## WHAT YOU WILL DO
Write the material out again in full, word for word. Do not include the pictures.

## TASK MATERIAL
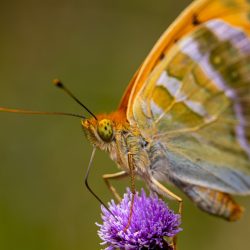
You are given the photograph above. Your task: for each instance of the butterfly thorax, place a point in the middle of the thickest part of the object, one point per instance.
(113, 134)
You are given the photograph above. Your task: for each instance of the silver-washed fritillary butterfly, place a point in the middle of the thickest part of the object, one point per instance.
(185, 116)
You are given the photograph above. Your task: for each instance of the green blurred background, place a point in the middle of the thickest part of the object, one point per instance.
(94, 47)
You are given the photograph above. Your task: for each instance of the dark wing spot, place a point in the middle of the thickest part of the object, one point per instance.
(162, 56)
(195, 20)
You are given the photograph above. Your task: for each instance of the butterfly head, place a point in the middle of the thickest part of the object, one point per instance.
(99, 132)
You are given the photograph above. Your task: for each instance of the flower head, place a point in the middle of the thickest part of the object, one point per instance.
(151, 221)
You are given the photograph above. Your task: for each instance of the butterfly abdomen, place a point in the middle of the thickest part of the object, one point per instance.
(214, 202)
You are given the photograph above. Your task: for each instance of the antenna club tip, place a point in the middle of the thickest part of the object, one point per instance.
(57, 83)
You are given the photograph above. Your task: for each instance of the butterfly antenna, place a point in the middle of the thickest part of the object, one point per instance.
(31, 112)
(60, 85)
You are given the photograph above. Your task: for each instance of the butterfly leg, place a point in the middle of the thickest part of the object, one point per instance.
(163, 190)
(115, 176)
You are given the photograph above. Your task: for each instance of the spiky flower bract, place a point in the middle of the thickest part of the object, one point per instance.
(151, 221)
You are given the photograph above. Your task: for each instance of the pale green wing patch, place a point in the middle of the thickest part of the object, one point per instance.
(197, 103)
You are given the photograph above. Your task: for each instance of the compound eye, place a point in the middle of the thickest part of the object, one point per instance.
(105, 130)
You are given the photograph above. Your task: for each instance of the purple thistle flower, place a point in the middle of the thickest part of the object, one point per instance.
(151, 221)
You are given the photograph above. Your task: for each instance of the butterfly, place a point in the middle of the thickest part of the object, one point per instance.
(184, 118)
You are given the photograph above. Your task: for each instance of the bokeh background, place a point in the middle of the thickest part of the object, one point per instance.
(94, 47)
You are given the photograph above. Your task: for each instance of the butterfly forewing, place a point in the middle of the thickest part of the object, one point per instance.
(196, 98)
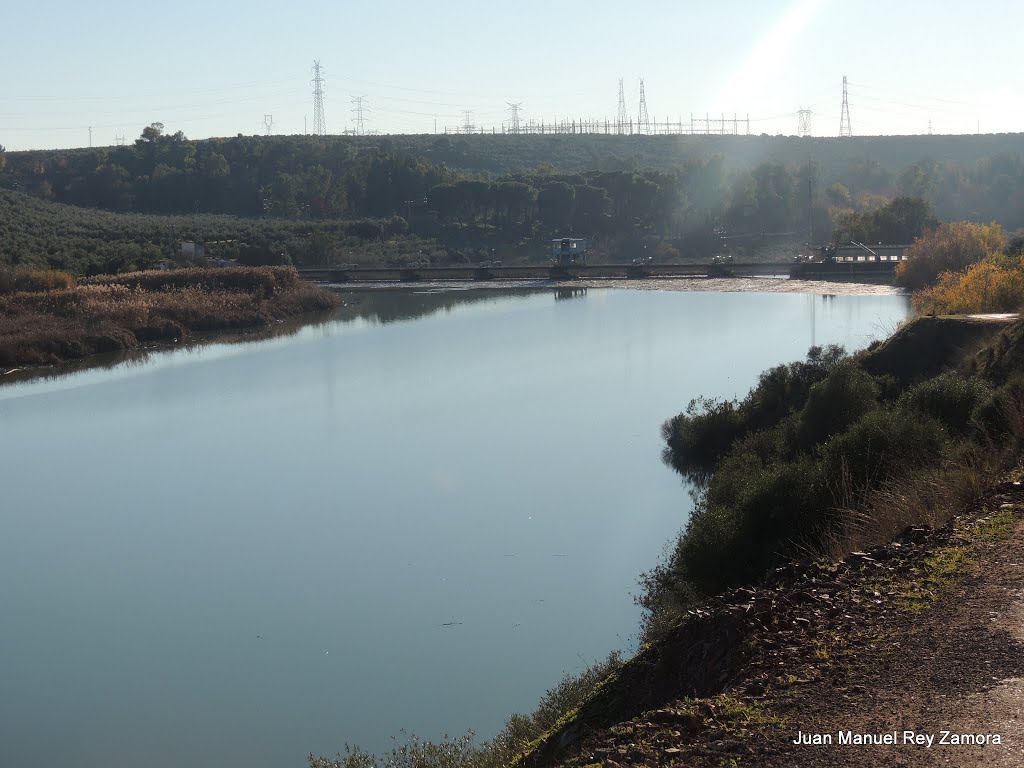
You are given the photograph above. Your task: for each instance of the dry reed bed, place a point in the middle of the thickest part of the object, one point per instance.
(121, 312)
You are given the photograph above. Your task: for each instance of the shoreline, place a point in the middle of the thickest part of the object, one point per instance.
(719, 285)
(41, 330)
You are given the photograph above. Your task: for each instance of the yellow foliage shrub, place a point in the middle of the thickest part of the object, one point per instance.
(948, 248)
(995, 285)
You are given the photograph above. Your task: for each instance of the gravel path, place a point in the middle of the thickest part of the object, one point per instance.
(923, 636)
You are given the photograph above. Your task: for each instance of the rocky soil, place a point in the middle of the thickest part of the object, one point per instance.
(924, 635)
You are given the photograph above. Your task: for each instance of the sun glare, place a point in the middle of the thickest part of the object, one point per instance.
(765, 59)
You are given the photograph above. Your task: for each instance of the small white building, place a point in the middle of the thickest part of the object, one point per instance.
(568, 251)
(193, 250)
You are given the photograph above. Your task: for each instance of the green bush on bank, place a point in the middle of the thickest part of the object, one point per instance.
(780, 473)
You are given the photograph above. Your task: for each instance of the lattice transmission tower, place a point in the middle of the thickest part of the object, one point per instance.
(844, 118)
(359, 115)
(514, 116)
(320, 124)
(804, 123)
(643, 121)
(622, 119)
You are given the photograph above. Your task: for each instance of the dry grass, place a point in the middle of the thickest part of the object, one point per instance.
(114, 313)
(34, 280)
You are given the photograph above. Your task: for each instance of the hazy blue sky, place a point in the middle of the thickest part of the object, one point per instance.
(216, 69)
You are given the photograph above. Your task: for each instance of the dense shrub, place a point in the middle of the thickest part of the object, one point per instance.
(949, 398)
(836, 402)
(700, 435)
(881, 444)
(835, 439)
(697, 438)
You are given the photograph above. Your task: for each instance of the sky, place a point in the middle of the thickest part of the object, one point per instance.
(221, 69)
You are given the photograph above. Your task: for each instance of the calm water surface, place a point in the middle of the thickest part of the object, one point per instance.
(417, 515)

## TASK OUTPUT
You are given the photograph above. Your task: for each instance of the butterfly thorax, place a point in the middle of the thickest part of the object, one point per instance.
(113, 134)
You are given the photograph above. Your task: for each instance of the silver-washed fritillary butterfly, place a point in the middle of the thickest part of the object, one point per instance.
(185, 116)
You are given the photograph above. Your task: for each instance of the green blurred background, place a point in the middle of the thickest part of the object, one point per instance.
(94, 47)
You are given the photograph above. Your task: for each instance of the dark wing spot, place a point in the middle of the thickest part of the object, one point per instance.
(162, 56)
(195, 20)
You are given the photograph above. Your task: for each instance of the butterfly head, place a point in the middle of the thickest part of the object, one point per instance.
(99, 132)
You are given the photograph above. Your task: for each instance of the flower head, place a point in the middle of the thickest part of the object, one point per instance.
(151, 221)
You are given the photograph above. Your task: for each instance of the butterfly abdomen, place a point in the middle of the thickest part of the object, one point per instance.
(214, 202)
You are given the photograph above. Your task: for each instance of the antenna club tip, place a point in the middle of the thickest part of the object, one point per instance.
(57, 83)
You are given the photograph above. Your task: for each instance of the butterfly antenna, place a point in the middle of the thickest part of the object, one point per instance.
(31, 112)
(60, 85)
You are given the photograph above. Your task: for each instance of the butterfly leg, place a point in the middle of the thickest part of the object, one point per instance.
(163, 190)
(115, 176)
You are given the photograph above. Your task: for each instance of the spiky flower bract, place a point in the middle of the thickest part of the object, one point per instance.
(151, 221)
You are given the photograph above. Your task: for each instance of the pale green wing patch, place a point in the middle of the thickest part of the object, one point per instance.
(197, 103)
You are given the photograph above. Your task: for each instance of the compound eye, place a point in the middle of the thickest part of the object, one point per instance.
(105, 130)
You are given the photograph above. Your task: for each instance of the purple thistle flower, place a point in the middle of the thickest part of the object, one point per instance.
(151, 221)
You are given the photograph above. Your task: for each instance of the butterfly, place a point in the middle of the thickest part of the object, one point per instance.
(184, 118)
You are given the photograph above. Your task: for each instance of the bokeh background, place a point in the middle of the thickest part of the object, one point per instance.
(94, 47)
You are given the photograph above. Your task: for each instance of the butterfly forewing, place a point in the middle of the thickest part of the object, one point per instance.
(196, 98)
You are given the photograph above. Your task: for each instance of the dry reed bed, place a point in the middle of the thickest part of the object, one point per instance.
(121, 312)
You are given the photograph above. Your task: for each instance of the shoreline, place a point in the middle of the thickest part of the object, one point per instance.
(719, 285)
(41, 330)
You are given the photograph above. Your task: for each instance of the yellow foliage shrub, place a point in the middle of the thickest part of the object, one point per instance.
(948, 248)
(995, 285)
You are given the photograph above. Your task: for each instance of the gravel path, place a point in the middle of the thickest part of the object, one point per instance.
(923, 636)
You are given the photograph above. Your task: for each instance of the rocky soil, place a point in the middle of the thickest part of the object, one point per instance.
(924, 635)
You are given the photograph above. Your task: for each instance of the sun glare, place a point in the middle of the thickest part of the object, one point per instance.
(765, 59)
You are given the photograph above. Your task: for each instance of the small white building, place a point in the middle of the thickest part of the object, one point per instance.
(568, 251)
(193, 250)
You are given the photograph above. Your task: for each instance of the green bush on bank, place a point in the middle of the thickest part of the object, one point per instance.
(780, 473)
You are given the photograph above. Your task: for each instance of the lattice transmission tower, place a point in the middle of the thickest part of the object, one point per instance.
(844, 118)
(359, 115)
(514, 116)
(320, 124)
(804, 123)
(643, 121)
(622, 119)
You are given the photograph above. Your task: for each instance of the dry grass, place a point in the middle of the thickest part of the object, one point per instance.
(114, 313)
(34, 280)
You are given the photograph above. Your task: for each instance of the hazy blue sky, place a point in the middle of the thickest part of the object, one point per instance.
(216, 69)
You are given the photograph above. Your task: for each instance of the dense shrub, place a point in the middle of the thickest part of the object, one point per instance.
(949, 398)
(836, 402)
(700, 435)
(881, 444)
(835, 439)
(697, 438)
You are given the photograph above. Your task: for each instance of the sky, place a point in the middle of the thickest part of the object, one point per instance.
(221, 69)
You are given the photograph above. Your task: for each instance of the calm water surface, place a point in the middle of the thickest part of the object, one point per instance.
(417, 515)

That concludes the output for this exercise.